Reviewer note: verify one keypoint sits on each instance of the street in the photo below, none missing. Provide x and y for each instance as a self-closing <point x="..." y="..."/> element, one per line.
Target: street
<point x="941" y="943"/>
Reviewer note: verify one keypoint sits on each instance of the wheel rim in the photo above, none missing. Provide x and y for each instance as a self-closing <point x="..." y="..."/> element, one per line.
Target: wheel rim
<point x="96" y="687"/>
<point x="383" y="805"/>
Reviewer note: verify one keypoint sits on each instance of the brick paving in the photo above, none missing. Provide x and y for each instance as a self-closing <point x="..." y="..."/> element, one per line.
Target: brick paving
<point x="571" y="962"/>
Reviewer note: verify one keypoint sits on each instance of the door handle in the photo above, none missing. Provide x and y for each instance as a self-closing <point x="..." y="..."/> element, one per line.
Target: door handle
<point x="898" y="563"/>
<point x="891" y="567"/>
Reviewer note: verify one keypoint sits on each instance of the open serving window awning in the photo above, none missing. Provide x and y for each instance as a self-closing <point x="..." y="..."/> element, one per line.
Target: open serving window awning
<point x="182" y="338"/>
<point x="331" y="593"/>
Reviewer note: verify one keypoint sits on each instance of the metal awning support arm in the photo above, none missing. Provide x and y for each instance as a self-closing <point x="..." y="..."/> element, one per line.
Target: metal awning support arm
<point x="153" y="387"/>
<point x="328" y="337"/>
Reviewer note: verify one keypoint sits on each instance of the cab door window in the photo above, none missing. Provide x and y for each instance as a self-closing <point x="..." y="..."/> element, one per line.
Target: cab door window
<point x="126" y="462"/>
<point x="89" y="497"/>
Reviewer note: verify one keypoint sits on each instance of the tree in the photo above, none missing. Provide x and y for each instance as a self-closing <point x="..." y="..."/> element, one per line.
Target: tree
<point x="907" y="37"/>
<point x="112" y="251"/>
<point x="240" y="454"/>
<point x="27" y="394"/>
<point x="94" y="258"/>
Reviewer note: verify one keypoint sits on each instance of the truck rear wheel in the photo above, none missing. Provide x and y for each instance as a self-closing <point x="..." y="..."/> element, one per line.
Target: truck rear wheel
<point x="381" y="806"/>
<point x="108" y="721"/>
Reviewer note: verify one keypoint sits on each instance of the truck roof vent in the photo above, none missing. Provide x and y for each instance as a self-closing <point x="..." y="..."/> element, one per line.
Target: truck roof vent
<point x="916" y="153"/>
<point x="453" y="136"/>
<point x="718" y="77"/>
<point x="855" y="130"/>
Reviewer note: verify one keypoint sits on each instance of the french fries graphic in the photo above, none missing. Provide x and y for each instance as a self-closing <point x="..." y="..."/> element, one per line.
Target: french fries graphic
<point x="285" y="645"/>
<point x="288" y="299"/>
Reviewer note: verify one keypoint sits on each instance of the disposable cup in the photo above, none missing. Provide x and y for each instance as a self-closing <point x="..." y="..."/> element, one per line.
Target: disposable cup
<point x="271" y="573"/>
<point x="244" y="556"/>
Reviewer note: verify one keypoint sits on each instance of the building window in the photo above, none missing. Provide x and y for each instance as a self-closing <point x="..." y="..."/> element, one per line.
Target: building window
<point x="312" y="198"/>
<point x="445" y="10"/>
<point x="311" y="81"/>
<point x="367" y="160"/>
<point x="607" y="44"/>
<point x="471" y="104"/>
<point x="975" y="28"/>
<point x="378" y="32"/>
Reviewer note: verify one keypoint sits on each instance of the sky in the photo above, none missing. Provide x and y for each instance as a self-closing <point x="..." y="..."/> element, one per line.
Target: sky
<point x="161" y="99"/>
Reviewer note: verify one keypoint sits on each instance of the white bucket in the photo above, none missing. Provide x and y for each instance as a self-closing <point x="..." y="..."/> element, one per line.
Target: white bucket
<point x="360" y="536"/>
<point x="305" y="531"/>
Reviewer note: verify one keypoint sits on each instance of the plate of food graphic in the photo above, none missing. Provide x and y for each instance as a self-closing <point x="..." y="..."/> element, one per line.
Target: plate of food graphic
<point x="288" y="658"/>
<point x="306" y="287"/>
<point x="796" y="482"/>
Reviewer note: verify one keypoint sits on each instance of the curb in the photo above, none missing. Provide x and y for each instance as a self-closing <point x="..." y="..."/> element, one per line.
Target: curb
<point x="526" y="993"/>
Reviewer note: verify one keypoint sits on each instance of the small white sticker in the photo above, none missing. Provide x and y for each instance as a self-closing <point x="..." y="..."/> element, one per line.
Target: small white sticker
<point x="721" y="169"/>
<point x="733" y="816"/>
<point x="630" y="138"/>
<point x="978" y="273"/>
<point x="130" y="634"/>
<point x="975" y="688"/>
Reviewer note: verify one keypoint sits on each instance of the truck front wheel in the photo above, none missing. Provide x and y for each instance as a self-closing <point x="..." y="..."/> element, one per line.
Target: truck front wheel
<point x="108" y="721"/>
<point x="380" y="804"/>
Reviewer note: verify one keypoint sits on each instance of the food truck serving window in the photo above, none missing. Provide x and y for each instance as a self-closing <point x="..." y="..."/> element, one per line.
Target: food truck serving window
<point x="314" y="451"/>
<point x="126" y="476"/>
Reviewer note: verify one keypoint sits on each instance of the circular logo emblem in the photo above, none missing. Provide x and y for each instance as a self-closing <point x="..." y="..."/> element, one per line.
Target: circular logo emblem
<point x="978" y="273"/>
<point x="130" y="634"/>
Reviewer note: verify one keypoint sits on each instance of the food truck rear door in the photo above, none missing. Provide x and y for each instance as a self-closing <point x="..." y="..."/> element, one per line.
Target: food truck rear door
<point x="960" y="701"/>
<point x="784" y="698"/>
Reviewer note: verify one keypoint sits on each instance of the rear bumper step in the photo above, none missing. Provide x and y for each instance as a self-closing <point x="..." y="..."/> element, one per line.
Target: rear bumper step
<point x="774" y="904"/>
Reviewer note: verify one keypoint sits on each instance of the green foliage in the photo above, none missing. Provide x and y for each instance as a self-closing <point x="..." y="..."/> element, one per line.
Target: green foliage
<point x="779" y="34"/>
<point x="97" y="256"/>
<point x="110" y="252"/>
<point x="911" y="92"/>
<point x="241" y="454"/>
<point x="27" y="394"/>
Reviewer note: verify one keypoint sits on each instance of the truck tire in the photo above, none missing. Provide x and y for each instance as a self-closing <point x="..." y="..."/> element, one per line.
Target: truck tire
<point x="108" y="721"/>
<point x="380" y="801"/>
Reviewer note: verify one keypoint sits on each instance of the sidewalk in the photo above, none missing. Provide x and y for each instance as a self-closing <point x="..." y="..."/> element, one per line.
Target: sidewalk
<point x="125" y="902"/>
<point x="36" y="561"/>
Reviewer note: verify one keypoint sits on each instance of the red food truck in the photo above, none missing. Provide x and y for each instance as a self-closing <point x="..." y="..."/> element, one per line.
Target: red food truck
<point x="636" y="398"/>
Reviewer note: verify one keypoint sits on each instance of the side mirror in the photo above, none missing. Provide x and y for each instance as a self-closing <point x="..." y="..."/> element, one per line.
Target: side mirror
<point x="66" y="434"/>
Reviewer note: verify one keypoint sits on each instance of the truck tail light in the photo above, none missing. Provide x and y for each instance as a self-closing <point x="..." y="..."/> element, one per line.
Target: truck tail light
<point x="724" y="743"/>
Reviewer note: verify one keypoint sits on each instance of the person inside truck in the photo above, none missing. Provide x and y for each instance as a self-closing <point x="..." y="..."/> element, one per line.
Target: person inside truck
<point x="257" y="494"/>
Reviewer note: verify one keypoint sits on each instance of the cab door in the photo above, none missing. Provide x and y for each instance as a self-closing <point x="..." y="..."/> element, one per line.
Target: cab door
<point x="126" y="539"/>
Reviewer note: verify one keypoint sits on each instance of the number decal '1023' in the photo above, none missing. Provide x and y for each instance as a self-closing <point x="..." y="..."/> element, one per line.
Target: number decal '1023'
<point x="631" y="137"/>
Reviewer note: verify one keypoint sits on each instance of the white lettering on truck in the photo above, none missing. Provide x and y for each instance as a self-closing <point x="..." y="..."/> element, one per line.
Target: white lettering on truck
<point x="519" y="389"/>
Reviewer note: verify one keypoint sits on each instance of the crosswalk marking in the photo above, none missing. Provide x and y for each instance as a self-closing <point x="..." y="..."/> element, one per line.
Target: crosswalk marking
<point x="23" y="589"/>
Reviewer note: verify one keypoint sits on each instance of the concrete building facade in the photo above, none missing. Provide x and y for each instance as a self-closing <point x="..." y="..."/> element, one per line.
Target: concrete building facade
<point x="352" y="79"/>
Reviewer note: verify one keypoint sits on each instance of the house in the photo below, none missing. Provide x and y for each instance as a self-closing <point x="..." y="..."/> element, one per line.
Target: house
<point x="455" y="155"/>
━━━━━━━━━━━━━━━━
→ Task requirements:
All that is wanted is a faithful reproduction of the line above with "Target: circular logo emblem", the line with "rear door in", and every line in between.

→ Task output:
Target: circular logo emblem
<point x="978" y="273"/>
<point x="130" y="634"/>
Reviewer note: verify one keypoint sits on each instance of the food truck rear door in the photo above, none missing. Provide x and y for each instance as a self-closing <point x="..." y="..."/> element, one per line.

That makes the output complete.